◆ Stated task:
Extract the lines verbatim, from the first line through the line that contains "All paths have fill-rule evenodd.", including both.

◆ Entries provided:

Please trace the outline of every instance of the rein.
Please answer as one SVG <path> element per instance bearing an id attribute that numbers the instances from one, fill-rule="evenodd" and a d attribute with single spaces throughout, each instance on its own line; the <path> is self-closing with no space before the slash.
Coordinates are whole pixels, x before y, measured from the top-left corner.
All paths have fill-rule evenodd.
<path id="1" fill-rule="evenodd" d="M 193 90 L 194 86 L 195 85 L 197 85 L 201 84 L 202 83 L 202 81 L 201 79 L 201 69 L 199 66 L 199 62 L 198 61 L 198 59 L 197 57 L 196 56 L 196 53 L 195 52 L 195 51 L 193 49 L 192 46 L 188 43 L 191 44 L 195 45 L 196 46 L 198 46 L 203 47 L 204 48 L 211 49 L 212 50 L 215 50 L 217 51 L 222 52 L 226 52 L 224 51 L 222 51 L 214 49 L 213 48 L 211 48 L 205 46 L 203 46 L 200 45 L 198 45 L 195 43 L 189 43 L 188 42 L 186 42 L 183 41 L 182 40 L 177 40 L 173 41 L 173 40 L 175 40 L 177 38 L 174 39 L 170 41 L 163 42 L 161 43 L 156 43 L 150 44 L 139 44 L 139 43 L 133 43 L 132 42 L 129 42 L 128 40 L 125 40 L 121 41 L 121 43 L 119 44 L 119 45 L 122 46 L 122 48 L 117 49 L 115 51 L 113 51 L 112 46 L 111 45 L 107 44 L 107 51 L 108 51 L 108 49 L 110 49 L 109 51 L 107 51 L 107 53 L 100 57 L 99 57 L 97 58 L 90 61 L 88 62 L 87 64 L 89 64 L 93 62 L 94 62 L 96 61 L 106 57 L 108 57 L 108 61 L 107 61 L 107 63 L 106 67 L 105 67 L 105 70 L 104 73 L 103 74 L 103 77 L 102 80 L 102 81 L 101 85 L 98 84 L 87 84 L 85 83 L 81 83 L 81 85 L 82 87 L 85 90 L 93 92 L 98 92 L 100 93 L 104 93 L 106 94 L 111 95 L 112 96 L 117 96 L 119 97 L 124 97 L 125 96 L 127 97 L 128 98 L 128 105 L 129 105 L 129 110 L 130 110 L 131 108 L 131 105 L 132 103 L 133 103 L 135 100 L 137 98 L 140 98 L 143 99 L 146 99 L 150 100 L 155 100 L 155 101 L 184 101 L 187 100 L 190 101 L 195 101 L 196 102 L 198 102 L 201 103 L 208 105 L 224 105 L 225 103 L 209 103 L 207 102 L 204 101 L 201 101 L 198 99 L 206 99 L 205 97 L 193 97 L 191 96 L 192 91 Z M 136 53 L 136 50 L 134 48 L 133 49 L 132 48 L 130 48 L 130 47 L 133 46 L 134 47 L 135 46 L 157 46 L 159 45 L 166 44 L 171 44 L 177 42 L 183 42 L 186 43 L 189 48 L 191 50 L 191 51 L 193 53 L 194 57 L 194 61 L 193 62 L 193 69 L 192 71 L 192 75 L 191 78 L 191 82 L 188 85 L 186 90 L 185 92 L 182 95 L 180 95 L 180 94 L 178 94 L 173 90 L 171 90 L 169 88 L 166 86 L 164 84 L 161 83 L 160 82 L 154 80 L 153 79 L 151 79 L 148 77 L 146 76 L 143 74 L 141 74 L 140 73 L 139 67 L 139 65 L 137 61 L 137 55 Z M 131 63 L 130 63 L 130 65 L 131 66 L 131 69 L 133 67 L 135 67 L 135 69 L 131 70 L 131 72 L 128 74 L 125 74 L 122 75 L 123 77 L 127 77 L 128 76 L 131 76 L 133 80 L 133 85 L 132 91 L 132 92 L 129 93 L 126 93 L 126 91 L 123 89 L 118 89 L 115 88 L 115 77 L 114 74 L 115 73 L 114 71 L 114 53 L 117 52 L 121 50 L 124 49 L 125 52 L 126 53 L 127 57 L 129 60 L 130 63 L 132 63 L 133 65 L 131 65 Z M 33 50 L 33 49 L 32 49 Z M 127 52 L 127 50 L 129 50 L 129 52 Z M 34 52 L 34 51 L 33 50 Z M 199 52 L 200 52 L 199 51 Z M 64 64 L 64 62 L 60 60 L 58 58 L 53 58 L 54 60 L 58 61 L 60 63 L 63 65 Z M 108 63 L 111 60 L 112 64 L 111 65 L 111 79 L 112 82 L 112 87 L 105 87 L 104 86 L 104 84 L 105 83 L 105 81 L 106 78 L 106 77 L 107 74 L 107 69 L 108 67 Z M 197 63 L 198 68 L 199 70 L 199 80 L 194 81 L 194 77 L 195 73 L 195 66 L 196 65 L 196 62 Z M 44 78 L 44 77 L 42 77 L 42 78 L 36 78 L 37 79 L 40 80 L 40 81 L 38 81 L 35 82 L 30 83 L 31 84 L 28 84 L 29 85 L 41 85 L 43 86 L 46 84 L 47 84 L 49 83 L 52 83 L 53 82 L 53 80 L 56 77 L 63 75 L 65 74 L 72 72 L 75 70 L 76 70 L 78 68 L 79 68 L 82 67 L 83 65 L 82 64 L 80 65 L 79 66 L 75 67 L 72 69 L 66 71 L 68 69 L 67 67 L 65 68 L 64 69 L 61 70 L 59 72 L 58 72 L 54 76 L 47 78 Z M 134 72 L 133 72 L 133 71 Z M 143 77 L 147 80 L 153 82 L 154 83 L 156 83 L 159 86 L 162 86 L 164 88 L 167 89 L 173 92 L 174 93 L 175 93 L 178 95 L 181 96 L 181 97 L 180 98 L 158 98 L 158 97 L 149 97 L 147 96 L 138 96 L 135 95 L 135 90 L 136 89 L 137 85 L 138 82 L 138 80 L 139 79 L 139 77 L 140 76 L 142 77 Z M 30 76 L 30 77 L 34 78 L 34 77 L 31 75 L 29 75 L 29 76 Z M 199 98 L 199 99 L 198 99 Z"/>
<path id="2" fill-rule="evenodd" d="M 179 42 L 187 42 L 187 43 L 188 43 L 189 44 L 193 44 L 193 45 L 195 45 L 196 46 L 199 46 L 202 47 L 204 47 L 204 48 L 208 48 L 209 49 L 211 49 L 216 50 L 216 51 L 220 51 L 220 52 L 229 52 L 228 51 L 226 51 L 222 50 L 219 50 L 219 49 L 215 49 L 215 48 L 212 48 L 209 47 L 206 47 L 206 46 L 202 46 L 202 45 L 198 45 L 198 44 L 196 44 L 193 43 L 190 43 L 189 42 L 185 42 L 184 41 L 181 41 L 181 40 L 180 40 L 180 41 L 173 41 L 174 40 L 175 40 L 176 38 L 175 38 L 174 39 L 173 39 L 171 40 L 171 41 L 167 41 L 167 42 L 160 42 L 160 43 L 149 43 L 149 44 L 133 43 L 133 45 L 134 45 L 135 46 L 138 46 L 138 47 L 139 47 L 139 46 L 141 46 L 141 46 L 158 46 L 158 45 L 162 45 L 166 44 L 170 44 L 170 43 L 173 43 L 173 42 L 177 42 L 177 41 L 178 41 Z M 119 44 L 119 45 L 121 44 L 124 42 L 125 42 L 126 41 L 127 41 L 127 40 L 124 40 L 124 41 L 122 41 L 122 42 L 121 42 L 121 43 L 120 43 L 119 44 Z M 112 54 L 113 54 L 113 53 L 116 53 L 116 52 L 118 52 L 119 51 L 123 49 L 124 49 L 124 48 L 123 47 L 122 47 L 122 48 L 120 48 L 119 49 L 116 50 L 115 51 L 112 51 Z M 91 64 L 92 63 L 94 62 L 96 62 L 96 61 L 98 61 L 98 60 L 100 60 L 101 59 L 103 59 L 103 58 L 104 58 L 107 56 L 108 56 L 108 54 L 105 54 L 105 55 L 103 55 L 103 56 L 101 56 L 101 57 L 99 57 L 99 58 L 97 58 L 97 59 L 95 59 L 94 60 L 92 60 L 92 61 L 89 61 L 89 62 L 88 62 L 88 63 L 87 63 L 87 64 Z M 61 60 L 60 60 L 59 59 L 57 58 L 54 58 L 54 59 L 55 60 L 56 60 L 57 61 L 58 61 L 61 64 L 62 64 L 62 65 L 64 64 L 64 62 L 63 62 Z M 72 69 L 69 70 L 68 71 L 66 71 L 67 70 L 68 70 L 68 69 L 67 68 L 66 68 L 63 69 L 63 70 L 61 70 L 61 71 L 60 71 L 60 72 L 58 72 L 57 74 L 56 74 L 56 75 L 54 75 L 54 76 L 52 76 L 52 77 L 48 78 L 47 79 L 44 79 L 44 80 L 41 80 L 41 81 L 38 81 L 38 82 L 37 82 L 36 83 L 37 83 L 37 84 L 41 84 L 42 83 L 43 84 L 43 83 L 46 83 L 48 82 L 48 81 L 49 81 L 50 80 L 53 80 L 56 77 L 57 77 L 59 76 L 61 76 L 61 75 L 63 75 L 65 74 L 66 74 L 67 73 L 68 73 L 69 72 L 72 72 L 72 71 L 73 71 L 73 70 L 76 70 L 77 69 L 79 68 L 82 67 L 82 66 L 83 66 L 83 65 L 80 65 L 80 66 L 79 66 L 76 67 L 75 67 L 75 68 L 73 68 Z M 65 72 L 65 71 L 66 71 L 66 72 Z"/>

◆ Response to this task:
Please trace the outline of every instance of the rein.
Please answer as one SVG <path> element per instance bearing an id attribute that numbers the instances from one, fill-rule="evenodd" and a d attribute with single spaces throughout, each instance on its own line; the <path> is self-closing with no space before the slash.
Coordinates are whole pixels, x before y, measured from the top-left corner.
All paths have fill-rule evenodd.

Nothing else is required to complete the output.